What Spiritual Fruit Have You Produced This Year?

What Spiritual Fruit Have You Produced This Year?

What Spiritual Fruit Have You Produced This Year?
Matthew Vogan is the General Manager at Reformation Scotland Trust. He has written various books including volumes about Samuel Rutherford and Alexander Shields.
25 Dec, 2015

We need to be challenged by this type of question. Spiritual fruit ought to be visible. Sometimes we need to be unsettled from our complacency. But it is easy to be cast down when we take an all-too-realistic view of our spiritual progress. It can even make us question the reality of our profession. Encouragement follows for any who take this question seriously.

What sort of fruit should we expect? The Shorter Catechism describes some of the fruit that should be evident. If we have been justified, adopted, and are being sanctified there are certain benefits. There is “assurance of God’s love, peace of conscience, joy in the Holy Ghost, increase of grace, and perseverance therein to the end”.  Increase of grace includes growth in holiness. It also includes the fruit of the Spirit (Galatians 5:22-23). Notice that it does not speak of intellectual knowledge or outward activity. These have their place but are not spiritual fruit. If this is the true fruit then has this year been a fruitful year for your soul?

There is a common caricature that self-examination is like uprooting a plant all the time to see if it is growing. Spiritual self-examination does not dissect the roots but discerns the fruits. If there is fruit then there is evidence of growth and reality. This is how we are to obey Scripture’s command to examine ourselves (2 Corinthians 13:5).  This is how we recognise and avoid a mere “form of godliness” which denies its “power” (2 Timothy 3:5).
■ ■ ■ ■ ■
What to work on:
1. Reproduce the part of the article on spiritual fruit that opens with the words containing "What sort of" and closes with "for your soul?".
2. Answer these about the article on spiritual fruit:
(a) Of which organization is Matthew Vogan the General Manager?
(b) Which catechism does the article cite to describe the fruit that should be evident?
(c) Which Bible passage is given for the command to examine ourselves?

(Recorded data)
■ ■ ■ ■ ■
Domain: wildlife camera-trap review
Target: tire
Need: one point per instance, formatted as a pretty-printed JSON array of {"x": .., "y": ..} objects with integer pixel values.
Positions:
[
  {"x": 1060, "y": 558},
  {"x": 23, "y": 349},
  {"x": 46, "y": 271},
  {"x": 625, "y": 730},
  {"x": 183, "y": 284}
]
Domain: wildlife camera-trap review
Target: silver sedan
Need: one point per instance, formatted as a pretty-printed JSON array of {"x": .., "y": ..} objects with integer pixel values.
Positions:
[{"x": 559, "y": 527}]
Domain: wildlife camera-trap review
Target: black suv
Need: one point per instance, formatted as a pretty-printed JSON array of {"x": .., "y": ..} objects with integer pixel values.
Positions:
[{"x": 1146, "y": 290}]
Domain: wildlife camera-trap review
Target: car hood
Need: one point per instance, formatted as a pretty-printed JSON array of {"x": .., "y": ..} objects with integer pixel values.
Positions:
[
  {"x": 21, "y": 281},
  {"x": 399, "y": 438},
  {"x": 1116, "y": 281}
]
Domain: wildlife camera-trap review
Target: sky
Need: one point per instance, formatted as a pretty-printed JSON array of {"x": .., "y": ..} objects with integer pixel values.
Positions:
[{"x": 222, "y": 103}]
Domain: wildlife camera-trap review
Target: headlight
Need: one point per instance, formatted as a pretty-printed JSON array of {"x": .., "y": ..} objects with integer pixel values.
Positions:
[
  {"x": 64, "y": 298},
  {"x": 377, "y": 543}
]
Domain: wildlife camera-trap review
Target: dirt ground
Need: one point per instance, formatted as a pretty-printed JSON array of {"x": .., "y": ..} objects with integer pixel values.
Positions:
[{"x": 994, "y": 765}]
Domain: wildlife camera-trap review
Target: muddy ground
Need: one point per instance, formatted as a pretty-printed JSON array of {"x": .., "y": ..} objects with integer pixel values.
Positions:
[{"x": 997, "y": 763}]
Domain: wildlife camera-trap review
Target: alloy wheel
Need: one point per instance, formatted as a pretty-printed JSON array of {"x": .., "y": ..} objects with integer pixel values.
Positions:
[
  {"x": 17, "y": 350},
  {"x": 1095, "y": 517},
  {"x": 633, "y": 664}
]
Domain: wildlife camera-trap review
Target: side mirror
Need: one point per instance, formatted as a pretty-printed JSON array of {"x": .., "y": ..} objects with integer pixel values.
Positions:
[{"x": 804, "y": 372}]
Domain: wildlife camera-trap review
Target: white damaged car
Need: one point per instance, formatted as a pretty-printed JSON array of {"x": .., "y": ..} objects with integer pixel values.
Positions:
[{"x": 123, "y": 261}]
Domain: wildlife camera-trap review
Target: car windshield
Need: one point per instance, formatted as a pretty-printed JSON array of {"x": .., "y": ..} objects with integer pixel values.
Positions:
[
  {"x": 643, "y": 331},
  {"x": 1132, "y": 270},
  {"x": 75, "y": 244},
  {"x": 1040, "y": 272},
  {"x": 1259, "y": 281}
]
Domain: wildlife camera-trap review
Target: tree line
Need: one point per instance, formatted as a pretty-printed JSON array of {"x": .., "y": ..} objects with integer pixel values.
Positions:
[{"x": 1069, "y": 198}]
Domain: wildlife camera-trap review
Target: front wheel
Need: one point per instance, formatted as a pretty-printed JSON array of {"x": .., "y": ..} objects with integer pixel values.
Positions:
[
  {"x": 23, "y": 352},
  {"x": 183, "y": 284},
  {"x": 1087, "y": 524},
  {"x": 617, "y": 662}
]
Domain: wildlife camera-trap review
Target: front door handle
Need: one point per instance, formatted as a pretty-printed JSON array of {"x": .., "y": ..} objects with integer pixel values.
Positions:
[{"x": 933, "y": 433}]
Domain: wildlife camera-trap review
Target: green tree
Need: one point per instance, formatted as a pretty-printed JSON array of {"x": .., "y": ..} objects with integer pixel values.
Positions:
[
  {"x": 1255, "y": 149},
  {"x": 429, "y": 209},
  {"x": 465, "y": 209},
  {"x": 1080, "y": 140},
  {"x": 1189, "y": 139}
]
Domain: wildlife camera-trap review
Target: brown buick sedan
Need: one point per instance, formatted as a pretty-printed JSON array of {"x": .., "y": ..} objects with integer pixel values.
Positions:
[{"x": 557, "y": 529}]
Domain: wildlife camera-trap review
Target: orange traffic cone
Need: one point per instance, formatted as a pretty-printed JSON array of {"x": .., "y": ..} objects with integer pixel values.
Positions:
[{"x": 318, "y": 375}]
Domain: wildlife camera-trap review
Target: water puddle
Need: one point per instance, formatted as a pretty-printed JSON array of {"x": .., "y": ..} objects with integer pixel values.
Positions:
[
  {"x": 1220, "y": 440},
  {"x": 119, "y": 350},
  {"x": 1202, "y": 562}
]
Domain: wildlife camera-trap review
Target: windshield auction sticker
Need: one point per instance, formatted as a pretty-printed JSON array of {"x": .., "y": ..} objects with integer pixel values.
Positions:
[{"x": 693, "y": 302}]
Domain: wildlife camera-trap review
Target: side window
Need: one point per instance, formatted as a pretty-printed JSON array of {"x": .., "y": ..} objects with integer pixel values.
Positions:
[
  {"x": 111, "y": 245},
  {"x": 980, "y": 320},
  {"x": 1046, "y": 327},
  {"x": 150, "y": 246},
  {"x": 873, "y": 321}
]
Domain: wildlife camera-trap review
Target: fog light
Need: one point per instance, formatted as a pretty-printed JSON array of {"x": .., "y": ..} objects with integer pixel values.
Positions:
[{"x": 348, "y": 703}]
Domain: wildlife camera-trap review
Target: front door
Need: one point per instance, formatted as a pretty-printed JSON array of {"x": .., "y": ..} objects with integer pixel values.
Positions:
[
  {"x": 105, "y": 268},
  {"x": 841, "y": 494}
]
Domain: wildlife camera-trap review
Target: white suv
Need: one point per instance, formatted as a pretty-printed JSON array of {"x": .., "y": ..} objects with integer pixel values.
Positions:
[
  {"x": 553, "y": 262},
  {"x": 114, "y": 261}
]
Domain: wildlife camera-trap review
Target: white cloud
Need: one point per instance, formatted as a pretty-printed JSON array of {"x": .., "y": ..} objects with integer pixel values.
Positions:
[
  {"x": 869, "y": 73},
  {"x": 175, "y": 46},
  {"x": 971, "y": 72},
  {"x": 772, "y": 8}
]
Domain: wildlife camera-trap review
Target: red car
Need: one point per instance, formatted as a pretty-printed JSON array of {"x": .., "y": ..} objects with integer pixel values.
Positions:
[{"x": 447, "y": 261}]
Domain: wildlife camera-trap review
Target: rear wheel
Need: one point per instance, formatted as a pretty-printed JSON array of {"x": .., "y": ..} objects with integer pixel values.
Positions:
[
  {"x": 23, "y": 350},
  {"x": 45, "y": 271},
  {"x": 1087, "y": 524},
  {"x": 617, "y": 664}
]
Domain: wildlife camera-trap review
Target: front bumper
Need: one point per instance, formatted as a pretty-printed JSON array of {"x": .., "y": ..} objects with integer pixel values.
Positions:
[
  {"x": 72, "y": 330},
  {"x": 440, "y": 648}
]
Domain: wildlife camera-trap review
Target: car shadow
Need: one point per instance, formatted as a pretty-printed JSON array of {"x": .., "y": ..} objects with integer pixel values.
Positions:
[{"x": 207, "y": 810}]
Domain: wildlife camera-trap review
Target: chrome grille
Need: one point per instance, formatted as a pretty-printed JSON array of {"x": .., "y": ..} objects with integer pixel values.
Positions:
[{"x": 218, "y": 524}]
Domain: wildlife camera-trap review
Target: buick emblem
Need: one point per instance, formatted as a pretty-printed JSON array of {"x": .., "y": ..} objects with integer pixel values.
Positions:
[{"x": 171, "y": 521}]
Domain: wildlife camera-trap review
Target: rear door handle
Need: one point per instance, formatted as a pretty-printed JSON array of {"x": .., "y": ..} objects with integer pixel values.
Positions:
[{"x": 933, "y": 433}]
■ ■ ■ ■ ■
Responses for each task:
1.
What sort of fruit should we expect? The Shorter Catechism describes some of the fruit that should be evident. If we have been justified, adopted, and are being sanctified there are certain benefits. There is “assurance of God’s love, peace of conscience, joy in the Holy Ghost, increase of grace, and perseverance therein to the end”.  Increase of grace includes growth in holiness. It also includes the fruit of the Spirit (Galatians 5:22-23). Notice that it does not speak of intellectual knowledge or outward activity. These have their place but are not spiritual fruit. If this is the true fruit then has this year been a fruitful year for your soul?

2.
(a) Reformation Scotland Trust
(b) The Shorter Catechism
(c) 2 Corinthians 13:5